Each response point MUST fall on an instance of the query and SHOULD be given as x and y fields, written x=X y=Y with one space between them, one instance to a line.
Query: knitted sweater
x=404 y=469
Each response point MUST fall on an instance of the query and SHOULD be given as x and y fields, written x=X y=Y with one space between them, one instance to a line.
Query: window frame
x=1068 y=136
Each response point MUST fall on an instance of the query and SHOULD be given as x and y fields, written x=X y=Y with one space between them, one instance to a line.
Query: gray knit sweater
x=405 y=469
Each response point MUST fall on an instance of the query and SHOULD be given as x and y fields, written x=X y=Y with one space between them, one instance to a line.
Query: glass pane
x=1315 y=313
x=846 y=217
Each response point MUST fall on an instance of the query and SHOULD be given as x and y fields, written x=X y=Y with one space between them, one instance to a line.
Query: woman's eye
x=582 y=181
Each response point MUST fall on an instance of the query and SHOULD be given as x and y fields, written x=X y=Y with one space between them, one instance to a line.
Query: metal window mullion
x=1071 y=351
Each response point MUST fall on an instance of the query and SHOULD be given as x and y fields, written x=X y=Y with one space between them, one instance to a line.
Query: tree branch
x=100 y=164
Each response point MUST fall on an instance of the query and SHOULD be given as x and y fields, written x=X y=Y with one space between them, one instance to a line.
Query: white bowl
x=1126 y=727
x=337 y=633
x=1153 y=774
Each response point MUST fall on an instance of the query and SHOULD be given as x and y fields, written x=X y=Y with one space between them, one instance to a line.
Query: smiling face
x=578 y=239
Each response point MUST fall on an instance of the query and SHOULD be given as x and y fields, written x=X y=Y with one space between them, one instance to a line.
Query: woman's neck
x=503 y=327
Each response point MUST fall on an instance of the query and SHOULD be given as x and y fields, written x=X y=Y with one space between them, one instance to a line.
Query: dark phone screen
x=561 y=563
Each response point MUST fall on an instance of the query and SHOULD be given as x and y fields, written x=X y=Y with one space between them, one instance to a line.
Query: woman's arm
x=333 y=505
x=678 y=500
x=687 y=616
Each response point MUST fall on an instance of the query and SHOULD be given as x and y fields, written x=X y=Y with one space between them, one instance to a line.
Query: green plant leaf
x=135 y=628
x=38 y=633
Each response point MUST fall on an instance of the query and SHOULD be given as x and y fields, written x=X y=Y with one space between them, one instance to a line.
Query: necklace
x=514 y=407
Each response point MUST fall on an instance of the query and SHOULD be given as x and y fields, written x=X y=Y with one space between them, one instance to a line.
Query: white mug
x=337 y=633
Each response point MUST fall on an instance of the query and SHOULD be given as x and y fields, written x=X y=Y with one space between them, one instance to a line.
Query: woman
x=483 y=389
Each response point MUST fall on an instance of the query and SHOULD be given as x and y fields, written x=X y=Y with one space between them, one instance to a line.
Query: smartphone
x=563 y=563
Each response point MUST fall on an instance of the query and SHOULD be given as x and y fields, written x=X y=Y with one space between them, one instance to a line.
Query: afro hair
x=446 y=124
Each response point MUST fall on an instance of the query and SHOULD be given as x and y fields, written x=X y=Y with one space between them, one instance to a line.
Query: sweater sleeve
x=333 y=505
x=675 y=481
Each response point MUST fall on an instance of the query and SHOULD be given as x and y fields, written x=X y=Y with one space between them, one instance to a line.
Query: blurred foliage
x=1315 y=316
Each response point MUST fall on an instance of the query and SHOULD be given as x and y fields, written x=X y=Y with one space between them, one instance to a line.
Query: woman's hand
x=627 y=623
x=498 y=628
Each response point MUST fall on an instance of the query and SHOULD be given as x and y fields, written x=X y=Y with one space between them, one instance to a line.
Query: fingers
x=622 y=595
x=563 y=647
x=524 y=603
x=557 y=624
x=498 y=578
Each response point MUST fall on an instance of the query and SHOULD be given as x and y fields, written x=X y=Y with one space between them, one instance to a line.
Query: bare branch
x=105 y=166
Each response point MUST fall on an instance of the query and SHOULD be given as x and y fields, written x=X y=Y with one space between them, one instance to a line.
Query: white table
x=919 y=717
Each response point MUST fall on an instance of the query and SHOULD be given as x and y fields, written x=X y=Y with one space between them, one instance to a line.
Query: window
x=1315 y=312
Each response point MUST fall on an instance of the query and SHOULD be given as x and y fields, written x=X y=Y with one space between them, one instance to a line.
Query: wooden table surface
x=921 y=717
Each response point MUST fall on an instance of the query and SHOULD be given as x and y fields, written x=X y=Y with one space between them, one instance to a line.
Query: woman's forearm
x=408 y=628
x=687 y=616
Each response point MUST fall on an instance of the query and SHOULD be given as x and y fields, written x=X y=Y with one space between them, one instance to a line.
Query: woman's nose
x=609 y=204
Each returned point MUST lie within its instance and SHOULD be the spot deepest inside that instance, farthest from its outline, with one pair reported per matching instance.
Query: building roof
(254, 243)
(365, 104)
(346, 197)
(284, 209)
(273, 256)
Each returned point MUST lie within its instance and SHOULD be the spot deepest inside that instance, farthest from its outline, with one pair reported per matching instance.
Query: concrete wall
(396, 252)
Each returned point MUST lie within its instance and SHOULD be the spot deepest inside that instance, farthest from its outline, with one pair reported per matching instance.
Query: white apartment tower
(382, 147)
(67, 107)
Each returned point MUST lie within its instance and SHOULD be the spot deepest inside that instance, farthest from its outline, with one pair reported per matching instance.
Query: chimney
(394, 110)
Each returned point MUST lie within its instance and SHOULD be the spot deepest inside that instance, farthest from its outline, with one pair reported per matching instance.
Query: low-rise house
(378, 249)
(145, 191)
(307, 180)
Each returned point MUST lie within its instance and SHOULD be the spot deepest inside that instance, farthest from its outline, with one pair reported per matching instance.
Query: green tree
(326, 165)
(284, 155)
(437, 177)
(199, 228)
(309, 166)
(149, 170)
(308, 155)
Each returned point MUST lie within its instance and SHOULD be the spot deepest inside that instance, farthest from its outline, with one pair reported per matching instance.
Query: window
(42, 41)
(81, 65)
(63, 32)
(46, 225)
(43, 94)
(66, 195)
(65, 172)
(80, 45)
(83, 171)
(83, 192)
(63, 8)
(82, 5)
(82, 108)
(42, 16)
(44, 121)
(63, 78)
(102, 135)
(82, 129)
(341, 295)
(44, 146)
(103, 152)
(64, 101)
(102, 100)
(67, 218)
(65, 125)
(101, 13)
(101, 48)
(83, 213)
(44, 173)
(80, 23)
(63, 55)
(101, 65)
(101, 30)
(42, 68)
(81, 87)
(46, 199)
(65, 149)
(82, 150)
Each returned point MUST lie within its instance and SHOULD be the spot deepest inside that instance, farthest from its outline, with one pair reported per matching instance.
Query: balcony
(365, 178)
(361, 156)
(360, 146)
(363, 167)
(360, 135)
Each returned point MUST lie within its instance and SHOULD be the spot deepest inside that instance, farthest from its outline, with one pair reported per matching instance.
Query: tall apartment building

==============================

● **Description of the task**
Return every line of the material exactly.

● **Solution to the problem**
Each response point MUST fall on an instance of the query and SHOULD be given as x and y fields, written x=X y=Y with one space between them, one instance to a line.
Query: knitted sweater
x=404 y=469
Each response point MUST fall on an instance of the query and SHOULD be given as x and y fields, written x=X y=Y with one space between them, one instance to a line.
Query: window frame
x=1068 y=136
Each response point MUST fall on an instance of the query and SHOULD be given as x and y fields, written x=X y=Y with one space between them, one instance to a line.
Query: gray knit sweater
x=405 y=469
Each response point MUST fall on an instance of the query and SHOULD be given as x and y fields, written x=X y=Y with one space between them, one instance to a line.
Query: glass pane
x=1315 y=313
x=846 y=217
Each response point MUST fall on an instance of the query and SHOULD be given as x and y fields, written x=X y=Y with one space between them, one instance to a line.
Query: woman's eye
x=582 y=181
Each response point MUST fall on an instance of the query and SHOULD be given as x and y fields, written x=X y=Y with one space between them, one instance to a line.
Query: metal window mullion
x=1071 y=351
Each response point MUST fall on an instance of the query and SHOULD be given as x and y fields, written x=X y=Y with one space between them, one instance to a line.
Query: tree branch
x=100 y=164
Each response point MUST fall on an instance of the query and SHOULD be given as x and y fields, written x=X y=Y with one space between them, one instance to a line.
Query: white bowl
x=1126 y=727
x=337 y=633
x=1153 y=774
Each response point MUST fall on an instance of the query and SHOULD be given as x and y fields, written x=X y=Y with one space between them, one instance to a line.
Query: smiling face
x=578 y=239
Each response point MUST fall on an instance of the query and SHOULD be given as x and y fields, written x=X y=Y with one space between them, one instance to a line.
Query: woman's neck
x=503 y=327
Each response point MUST fall on an instance of the query and SHOULD be given as x and y fields, written x=X y=Y with one space between them, one instance to a line.
Query: dark phone screen
x=561 y=563
Each response point MUST fall on an instance of the query and SHOULD be given as x and y fields, written x=X y=Y with one space between them, one instance to a line.
Query: woman's arm
x=333 y=505
x=678 y=500
x=687 y=616
Each response point MUST fall on an instance of the query and SHOULD be given as x and y fields, written x=X y=Y with one space between them, one instance to a line.
Query: green plant leaf
x=135 y=628
x=38 y=633
Each response point MUST fall on an instance of the query and SHOULD be given as x and y fields, written x=X y=Y with one space between them, one instance to a line.
Query: necklace
x=514 y=407
Each response point MUST fall on an instance of the query and SHOULD be given as x and y fields, written x=X y=Y with one space between them, one instance to a line.
Query: white mug
x=337 y=633
Each response point MUST fall on an instance of the query and SHOULD be given as x and y fields, written x=X y=Y with one space between them, one instance to a line.
Query: woman
x=483 y=389
Each response point MUST fall on an instance of the query and SHOULD be given as x and y fields, written x=X y=Y with one space between them, one instance to a line.
Query: smartphone
x=563 y=563
Each response point MUST fall on an instance of the query and SHOULD be given as x and y fields, written x=X y=Y with one space between them, one instance to a line.
Query: afro hair
x=446 y=124
Each response point MUST fall on an instance of the query and SHOULD be given as x and y fields, written x=X y=Y with one space between them, one instance to a line.
Query: sweater sleeve
x=333 y=505
x=675 y=481
Each response point MUST fall on an instance of the query and SHOULD be given as x and y fields, written x=X y=Y with one space between them, one instance to a line.
Query: blurred foliage
x=1315 y=316
Each response point MUST fall on an instance of the query and SHOULD be given as x and y fields, written x=X y=Y with one space between them, one instance to a line.
Query: woman's hand
x=627 y=623
x=498 y=628
Each response point MUST fall on an instance of the query and SHOULD be given as x and y fields, written x=X y=Y with one space between them, one instance to a line.
Query: fingers
x=622 y=595
x=563 y=647
x=524 y=603
x=557 y=624
x=498 y=578
Each response point MUST fall on an instance of the query and SHOULD be given as x and y fields, written x=X y=Y with one space between them, one instance to a line.
Query: bare branch
x=105 y=166
Each response point MUST fall on an instance of the query and SHOULD be given as x and y fields, written x=X y=Y with one space between them, one instance to a line.
Query: white table
x=919 y=717
Each response point MUST fall on an instance of the query and SHOULD be given as x and y fields, written x=X y=Y with one space between them, one instance to a line.
Query: window
x=1315 y=312
Each response point MUST fall on an instance of the query and SHOULD be given as x and y fields, written x=X y=Y with one space between them, one instance to a line.
Query: wooden table surface
x=921 y=717
Each response point MUST fall on an instance of the query and SHOULD be given as x and y fields, written x=X y=Y with one space between them, one instance to a line.
Query: woman's forearm
x=408 y=628
x=687 y=616
Each response point MUST fall on an instance of the query and SHOULD be given as x and y fields, written x=X y=Y with one space between them, one instance to a line.
Query: woman's nose
x=609 y=204
Each returned point MUST lie within its instance and SHOULD be the spot deepest inside that instance, farthest from its outline, with one pair reported per matching instance.
Query: building roof
(254, 243)
(365, 104)
(346, 197)
(284, 209)
(273, 256)
Each returned point MUST lie within its instance and SHOULD be the spot deepest inside that instance, farthest from its outline, with one pair reported per matching instance.
Query: concrete wall
(396, 252)
Each returned point MUST lie within its instance and SHOULD be the spot deepest inside that instance, farthest from its outline, with one pair reported per matching instance.
Query: white apartment tower
(382, 147)
(67, 107)
Each returned point MUST lie within its instance and SHOULD be the spot deepest inside that instance, farthest from its outline, with one pair reported per matching instance.
Query: chimney
(394, 110)
Each returned point MUST lie within its instance and SHOULD be the spot deepest inside that instance, farthest from its outline, with one pair reported per matching instance.
Query: low-rise house
(378, 249)
(145, 191)
(307, 180)
Each returned point MUST lie within its instance and SHOULD be the spot deepest inside that instance, farthest from its outline, with one pair reported per matching instance.
Query: green tree
(326, 165)
(284, 155)
(437, 177)
(199, 228)
(309, 166)
(149, 170)
(308, 155)
Each returned point MUST lie within its instance and SHOULD be the spot deepest inside that instance, farthest from its outline, with one pair reported per matching instance.
Query: window
(42, 41)
(81, 65)
(63, 32)
(46, 225)
(43, 94)
(66, 195)
(65, 172)
(80, 45)
(83, 171)
(83, 192)
(63, 8)
(82, 5)
(82, 108)
(42, 16)
(44, 121)
(63, 78)
(102, 135)
(82, 129)
(341, 295)
(44, 146)
(103, 152)
(64, 101)
(102, 100)
(67, 218)
(65, 125)
(101, 13)
(101, 48)
(83, 213)
(44, 173)
(80, 23)
(63, 55)
(101, 65)
(101, 30)
(42, 68)
(81, 87)
(46, 199)
(65, 149)
(82, 150)
Each returned point MUST lie within its instance and SHOULD be the spot deepest inside that instance, farthest from its outline, with one pair reported per matching instance.
Query: balcony
(365, 178)
(361, 156)
(360, 146)
(363, 167)
(360, 135)
Each returned point MUST lie within its instance and SHOULD be the spot deepest inside that instance, farthest from its outline, with one pair reported per matching instance.
Query: tall apartment building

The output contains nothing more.